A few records

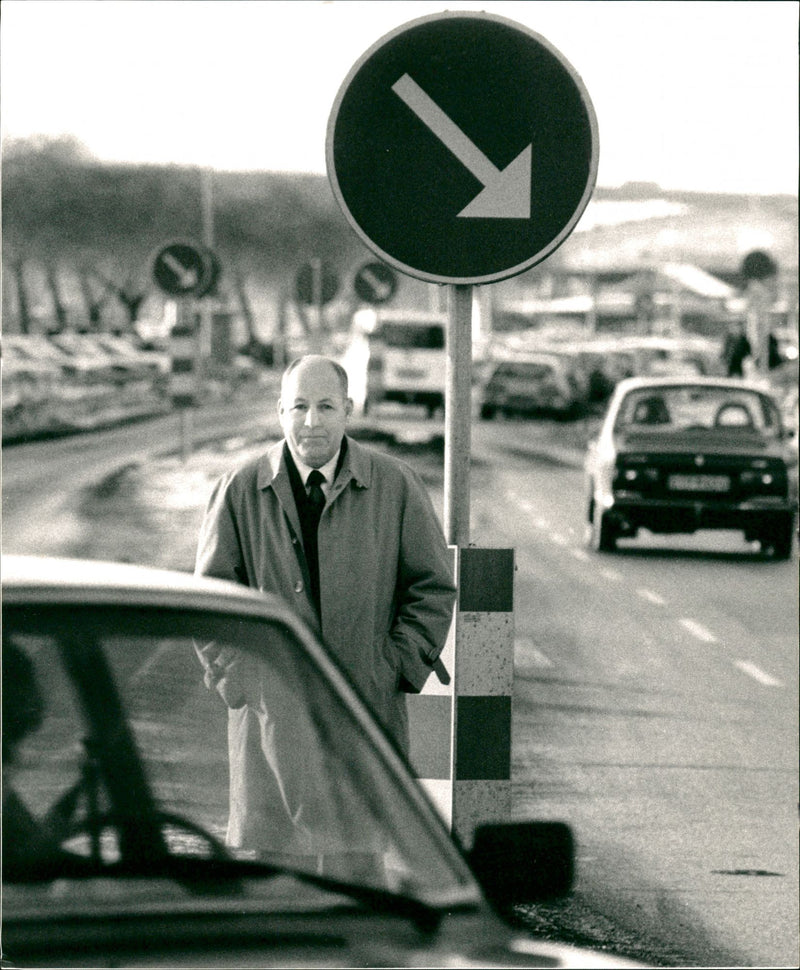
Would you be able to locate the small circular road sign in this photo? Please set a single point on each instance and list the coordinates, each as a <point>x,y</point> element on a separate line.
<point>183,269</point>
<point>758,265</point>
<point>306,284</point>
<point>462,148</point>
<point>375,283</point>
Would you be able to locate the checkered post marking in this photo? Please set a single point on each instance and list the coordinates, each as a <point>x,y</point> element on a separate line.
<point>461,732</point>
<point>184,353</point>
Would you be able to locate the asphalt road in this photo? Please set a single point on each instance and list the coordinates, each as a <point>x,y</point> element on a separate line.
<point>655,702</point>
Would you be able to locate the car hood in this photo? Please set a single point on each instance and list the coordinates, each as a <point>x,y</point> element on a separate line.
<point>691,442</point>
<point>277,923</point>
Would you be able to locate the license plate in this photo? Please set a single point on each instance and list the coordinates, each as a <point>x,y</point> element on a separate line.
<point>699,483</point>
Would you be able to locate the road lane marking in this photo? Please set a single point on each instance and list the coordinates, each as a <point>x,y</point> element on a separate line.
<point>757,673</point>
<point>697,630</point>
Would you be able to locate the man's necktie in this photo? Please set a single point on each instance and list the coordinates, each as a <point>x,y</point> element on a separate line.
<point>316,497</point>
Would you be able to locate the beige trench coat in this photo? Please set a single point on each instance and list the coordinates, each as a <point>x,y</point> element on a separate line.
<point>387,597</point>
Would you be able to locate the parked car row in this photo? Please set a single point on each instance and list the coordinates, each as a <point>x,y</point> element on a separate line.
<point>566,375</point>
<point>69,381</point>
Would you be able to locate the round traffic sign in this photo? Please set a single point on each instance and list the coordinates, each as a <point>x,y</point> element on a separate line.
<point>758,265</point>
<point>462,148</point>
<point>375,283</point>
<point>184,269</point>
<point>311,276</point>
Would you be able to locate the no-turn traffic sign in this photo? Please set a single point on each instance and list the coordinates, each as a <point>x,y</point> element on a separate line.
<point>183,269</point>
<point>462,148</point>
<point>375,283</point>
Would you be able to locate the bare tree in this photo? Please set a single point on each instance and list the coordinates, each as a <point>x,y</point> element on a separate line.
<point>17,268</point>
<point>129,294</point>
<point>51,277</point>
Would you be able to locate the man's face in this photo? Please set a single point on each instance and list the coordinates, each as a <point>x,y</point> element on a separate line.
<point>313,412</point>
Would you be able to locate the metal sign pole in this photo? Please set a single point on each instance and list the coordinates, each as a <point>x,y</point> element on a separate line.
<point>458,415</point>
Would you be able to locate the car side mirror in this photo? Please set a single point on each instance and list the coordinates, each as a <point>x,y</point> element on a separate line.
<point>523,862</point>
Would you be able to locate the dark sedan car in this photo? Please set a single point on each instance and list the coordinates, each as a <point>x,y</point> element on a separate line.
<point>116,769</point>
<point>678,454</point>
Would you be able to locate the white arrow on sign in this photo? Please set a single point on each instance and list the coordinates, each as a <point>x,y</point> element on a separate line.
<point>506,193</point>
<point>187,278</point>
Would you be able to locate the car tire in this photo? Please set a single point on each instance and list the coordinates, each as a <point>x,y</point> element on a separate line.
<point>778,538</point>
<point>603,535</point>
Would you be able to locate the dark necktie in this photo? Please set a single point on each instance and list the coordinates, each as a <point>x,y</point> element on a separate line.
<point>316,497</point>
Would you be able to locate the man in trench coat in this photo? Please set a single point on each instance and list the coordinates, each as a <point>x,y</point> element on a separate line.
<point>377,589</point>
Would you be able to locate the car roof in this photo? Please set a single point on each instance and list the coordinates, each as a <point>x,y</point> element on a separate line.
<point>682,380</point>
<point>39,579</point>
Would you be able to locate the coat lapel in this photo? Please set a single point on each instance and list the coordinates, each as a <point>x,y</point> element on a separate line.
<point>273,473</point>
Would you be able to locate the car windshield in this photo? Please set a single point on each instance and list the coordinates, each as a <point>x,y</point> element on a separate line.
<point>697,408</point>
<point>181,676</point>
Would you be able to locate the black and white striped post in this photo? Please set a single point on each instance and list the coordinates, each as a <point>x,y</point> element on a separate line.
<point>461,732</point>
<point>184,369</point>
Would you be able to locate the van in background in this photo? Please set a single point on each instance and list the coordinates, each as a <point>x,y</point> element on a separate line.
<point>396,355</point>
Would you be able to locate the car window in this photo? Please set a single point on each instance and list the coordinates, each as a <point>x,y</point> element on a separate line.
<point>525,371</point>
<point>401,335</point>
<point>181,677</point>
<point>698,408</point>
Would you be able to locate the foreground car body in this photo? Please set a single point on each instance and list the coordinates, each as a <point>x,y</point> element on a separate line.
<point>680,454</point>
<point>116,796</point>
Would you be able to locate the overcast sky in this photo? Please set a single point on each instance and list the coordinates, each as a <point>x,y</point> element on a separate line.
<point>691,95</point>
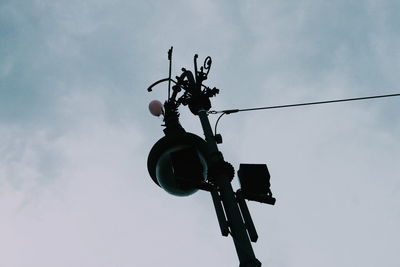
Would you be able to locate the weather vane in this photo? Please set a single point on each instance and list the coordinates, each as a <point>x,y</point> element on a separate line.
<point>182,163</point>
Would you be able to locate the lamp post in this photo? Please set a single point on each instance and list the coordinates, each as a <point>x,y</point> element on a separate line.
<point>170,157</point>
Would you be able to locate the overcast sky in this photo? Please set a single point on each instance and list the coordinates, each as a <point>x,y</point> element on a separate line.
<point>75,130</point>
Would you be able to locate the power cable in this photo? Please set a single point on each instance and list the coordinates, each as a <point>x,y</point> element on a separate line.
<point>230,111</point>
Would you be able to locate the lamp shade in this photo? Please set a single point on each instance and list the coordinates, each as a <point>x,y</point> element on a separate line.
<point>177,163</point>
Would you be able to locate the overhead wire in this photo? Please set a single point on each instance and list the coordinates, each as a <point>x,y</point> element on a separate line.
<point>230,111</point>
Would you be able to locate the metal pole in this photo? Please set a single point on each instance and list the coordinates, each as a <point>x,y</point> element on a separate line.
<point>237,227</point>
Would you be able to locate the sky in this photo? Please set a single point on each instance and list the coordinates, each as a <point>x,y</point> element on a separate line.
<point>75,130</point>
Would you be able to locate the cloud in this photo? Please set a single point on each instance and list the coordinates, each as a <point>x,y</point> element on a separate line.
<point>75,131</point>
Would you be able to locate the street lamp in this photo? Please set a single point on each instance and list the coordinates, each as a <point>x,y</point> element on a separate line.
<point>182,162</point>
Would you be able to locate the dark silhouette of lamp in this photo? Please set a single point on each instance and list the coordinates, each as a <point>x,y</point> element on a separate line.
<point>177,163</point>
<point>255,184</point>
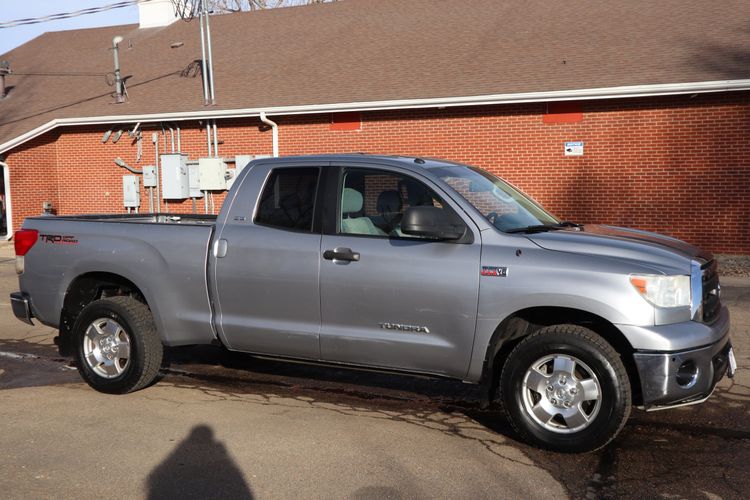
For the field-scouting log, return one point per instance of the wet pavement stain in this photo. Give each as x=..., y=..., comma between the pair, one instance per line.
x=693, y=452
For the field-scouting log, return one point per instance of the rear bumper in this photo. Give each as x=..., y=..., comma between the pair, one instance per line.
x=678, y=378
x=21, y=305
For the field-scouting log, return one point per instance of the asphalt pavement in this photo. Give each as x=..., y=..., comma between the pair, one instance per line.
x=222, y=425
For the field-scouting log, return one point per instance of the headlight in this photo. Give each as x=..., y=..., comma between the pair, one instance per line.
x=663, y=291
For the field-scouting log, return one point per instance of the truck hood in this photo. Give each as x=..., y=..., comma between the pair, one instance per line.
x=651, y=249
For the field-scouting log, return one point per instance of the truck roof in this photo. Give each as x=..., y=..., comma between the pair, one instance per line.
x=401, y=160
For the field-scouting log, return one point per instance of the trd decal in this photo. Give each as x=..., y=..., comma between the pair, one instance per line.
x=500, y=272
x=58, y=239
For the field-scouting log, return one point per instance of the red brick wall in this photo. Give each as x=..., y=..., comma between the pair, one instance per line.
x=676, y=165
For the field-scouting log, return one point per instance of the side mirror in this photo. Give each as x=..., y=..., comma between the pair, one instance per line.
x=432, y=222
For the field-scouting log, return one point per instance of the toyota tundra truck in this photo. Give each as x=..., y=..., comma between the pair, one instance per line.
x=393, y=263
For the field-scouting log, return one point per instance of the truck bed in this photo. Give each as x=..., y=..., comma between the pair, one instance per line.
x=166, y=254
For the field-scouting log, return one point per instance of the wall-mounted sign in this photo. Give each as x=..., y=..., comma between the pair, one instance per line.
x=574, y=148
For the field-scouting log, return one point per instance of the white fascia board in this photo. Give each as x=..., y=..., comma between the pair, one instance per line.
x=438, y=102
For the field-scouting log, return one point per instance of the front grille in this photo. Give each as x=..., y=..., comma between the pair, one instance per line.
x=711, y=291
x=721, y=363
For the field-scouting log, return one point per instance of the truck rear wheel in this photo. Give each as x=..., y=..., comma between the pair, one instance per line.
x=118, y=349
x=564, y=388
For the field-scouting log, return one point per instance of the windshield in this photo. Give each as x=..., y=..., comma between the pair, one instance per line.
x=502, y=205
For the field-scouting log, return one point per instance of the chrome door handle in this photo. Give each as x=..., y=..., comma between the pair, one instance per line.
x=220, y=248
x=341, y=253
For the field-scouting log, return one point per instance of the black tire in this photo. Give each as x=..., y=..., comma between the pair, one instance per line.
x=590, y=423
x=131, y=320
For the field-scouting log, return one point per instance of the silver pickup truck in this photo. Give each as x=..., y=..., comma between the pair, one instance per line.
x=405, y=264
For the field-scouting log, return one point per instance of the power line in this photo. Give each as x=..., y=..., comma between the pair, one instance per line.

# SHORT PROBLEM
Rewrite the listing from the line with "Would you be able to locate the asphalt" to the line with "<point>277,923</point>", changing "car hood" to "vehicle hood" and leaving everything else in those lines as it is.

# TASK ANSWER
Would you be able to locate the asphalt road in this photo? Please set a single point on each instance and list the coordinates, each as a <point>x,y</point> element on a separate line.
<point>655,702</point>
Would you be able to locate the vehicle hood in this photo? Please set a single point on each instance and list the coordinates, each as a <point>x,y</point> element on a separate line.
<point>691,442</point>
<point>277,923</point>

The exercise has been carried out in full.